## [WRITTEN EXERCISE]
Copy the listing below word for word, starting at its first line and ending with the line that contains "19 20 L 129". Include both of those lines.

+++ GIVEN DATA +++

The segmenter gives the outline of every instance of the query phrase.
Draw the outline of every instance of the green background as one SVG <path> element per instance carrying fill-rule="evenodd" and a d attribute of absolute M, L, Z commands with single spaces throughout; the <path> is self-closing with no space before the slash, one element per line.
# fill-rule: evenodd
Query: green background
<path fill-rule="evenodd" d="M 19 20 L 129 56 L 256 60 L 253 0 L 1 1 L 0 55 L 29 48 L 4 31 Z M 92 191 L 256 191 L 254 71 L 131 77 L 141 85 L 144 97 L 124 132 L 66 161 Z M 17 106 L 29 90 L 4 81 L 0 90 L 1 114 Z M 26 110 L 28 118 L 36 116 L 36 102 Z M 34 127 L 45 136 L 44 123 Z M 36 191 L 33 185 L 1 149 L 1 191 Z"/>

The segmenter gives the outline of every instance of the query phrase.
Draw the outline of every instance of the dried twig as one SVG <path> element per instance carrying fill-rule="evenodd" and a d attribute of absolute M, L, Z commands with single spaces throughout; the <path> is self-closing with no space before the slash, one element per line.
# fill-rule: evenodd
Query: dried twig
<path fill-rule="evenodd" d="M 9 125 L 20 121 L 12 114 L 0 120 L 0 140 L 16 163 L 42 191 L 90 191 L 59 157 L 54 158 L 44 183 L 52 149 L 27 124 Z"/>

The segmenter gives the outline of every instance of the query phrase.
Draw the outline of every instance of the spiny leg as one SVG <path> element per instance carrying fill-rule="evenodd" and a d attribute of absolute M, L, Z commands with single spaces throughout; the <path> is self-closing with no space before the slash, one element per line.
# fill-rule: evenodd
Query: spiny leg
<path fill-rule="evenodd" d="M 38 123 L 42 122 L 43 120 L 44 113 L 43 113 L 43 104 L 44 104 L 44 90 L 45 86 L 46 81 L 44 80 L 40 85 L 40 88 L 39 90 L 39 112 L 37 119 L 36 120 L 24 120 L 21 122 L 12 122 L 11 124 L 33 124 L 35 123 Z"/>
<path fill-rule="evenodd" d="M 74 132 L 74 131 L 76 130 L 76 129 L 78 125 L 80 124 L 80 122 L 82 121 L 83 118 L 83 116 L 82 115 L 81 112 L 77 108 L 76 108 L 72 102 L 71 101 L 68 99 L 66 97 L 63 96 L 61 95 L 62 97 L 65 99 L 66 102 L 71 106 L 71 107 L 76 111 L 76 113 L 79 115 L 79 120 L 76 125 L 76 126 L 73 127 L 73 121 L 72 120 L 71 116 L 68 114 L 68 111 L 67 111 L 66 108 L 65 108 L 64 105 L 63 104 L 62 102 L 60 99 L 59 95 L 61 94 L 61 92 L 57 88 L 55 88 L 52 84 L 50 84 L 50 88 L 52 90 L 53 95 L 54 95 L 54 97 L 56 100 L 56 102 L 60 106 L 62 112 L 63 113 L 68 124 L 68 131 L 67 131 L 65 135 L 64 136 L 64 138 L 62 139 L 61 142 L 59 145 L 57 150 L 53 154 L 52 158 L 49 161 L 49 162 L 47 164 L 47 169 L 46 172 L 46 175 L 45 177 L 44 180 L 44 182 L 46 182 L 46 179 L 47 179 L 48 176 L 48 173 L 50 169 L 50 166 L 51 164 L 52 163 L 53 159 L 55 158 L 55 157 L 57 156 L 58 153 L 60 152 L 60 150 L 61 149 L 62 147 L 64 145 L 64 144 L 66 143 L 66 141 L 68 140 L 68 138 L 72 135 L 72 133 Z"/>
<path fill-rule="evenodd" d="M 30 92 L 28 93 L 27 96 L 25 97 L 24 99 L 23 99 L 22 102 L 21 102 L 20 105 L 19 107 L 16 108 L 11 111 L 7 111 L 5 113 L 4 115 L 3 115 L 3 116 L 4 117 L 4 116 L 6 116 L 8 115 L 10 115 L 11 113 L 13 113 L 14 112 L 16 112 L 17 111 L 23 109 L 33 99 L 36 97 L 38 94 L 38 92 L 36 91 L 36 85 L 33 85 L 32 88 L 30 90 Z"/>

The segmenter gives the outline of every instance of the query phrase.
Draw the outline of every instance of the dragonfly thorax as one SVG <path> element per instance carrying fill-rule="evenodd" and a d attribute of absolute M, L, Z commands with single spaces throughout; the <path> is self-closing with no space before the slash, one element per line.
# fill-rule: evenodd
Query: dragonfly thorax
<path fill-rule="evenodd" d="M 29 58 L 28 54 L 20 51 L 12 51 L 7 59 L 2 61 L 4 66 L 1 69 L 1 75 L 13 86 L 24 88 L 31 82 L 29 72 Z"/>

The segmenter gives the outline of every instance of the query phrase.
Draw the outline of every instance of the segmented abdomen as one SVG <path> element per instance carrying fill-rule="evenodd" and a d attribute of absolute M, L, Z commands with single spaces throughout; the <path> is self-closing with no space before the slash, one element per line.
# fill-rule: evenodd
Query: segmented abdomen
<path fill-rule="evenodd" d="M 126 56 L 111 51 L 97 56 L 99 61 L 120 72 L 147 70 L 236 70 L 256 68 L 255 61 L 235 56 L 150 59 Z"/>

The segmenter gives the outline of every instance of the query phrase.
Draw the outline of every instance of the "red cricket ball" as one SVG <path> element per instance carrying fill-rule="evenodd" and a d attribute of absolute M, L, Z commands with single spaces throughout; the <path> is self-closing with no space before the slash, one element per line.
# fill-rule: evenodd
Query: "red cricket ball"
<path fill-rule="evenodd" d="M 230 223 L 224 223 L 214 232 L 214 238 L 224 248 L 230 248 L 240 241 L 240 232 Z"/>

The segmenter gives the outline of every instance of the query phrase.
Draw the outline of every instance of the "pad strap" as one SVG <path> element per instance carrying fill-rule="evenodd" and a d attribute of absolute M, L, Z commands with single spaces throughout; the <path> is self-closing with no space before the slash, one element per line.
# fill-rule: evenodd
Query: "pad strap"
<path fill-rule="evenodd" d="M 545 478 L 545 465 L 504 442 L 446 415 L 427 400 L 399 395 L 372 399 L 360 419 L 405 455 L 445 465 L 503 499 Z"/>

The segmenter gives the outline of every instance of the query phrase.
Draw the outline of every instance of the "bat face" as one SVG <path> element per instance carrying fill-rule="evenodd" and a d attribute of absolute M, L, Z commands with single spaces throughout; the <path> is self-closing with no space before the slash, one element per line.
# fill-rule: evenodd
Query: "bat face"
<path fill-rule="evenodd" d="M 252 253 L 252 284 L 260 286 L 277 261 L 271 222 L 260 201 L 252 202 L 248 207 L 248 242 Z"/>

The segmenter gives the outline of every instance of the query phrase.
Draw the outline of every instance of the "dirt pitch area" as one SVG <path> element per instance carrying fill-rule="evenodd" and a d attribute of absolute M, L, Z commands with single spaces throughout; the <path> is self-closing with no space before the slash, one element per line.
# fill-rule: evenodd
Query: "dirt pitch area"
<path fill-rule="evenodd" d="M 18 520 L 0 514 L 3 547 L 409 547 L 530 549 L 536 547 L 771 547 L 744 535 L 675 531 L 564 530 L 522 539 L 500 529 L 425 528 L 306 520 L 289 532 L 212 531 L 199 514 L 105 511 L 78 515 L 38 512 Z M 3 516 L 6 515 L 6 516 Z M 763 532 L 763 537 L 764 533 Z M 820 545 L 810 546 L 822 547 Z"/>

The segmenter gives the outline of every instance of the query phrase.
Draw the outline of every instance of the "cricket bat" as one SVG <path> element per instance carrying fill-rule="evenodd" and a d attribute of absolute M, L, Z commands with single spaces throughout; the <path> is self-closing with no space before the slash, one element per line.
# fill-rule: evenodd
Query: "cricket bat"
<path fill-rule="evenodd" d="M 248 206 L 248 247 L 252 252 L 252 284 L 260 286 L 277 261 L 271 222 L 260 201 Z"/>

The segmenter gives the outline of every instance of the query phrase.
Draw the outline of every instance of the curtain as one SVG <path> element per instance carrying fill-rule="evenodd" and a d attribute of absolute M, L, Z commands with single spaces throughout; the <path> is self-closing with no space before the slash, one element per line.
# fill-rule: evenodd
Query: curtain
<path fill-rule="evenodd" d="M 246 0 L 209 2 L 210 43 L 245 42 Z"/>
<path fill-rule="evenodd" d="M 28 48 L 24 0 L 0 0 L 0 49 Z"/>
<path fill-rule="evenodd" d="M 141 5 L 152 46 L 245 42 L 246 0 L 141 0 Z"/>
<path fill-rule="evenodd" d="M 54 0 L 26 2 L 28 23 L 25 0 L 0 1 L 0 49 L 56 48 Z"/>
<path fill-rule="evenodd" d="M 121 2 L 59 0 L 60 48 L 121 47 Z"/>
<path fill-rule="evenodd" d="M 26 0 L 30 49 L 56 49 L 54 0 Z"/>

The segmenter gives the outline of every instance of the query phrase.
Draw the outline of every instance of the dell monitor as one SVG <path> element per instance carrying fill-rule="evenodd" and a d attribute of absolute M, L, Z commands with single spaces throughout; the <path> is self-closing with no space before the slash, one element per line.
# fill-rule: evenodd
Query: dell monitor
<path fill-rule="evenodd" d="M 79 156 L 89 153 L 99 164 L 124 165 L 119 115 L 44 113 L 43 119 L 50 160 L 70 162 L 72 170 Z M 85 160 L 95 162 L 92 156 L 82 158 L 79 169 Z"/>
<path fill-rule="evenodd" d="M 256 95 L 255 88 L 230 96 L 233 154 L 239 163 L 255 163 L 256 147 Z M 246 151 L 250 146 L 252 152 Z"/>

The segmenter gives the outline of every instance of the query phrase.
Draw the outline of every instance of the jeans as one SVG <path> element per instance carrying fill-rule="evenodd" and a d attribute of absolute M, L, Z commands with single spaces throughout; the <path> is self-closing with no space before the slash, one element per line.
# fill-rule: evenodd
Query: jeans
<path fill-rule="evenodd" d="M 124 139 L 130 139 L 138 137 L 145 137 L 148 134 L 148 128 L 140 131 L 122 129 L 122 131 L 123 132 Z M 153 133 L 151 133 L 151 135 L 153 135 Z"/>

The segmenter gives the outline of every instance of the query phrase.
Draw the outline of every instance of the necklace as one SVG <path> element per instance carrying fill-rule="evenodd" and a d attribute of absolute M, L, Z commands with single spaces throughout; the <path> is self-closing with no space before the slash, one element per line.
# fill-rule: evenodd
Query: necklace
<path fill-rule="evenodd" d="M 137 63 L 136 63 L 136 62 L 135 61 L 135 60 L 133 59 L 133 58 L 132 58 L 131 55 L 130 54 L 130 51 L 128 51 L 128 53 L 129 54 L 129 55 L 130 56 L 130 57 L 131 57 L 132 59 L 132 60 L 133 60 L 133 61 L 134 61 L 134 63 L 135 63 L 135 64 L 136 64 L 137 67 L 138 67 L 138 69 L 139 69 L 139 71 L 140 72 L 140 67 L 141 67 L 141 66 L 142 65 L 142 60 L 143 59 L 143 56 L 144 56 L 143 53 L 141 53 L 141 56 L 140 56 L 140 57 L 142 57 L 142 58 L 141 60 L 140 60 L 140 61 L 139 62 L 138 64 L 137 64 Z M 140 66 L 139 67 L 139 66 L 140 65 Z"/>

+++

## [OUTPUT OF THE TASK]
The segmenter gives the outline of every instance of the query phrase.
Draw the outline of every instance of the green background as one SVG <path> element per instance carrying fill-rule="evenodd" and a d attribute of absolute M, L, Z commands with single spaces throughout; the <path> is self-closing with no space before the slash, one element per line.
# fill-rule: evenodd
Query: green background
<path fill-rule="evenodd" d="M 19 20 L 129 56 L 256 60 L 253 0 L 1 1 L 0 55 L 29 48 L 4 31 Z M 92 191 L 256 191 L 254 71 L 131 77 L 141 85 L 144 97 L 124 132 L 66 161 Z M 17 106 L 29 90 L 4 81 L 0 90 L 1 114 Z M 26 110 L 28 118 L 36 116 L 36 102 Z M 34 127 L 45 136 L 44 123 Z M 36 191 L 33 185 L 1 149 L 1 191 Z"/>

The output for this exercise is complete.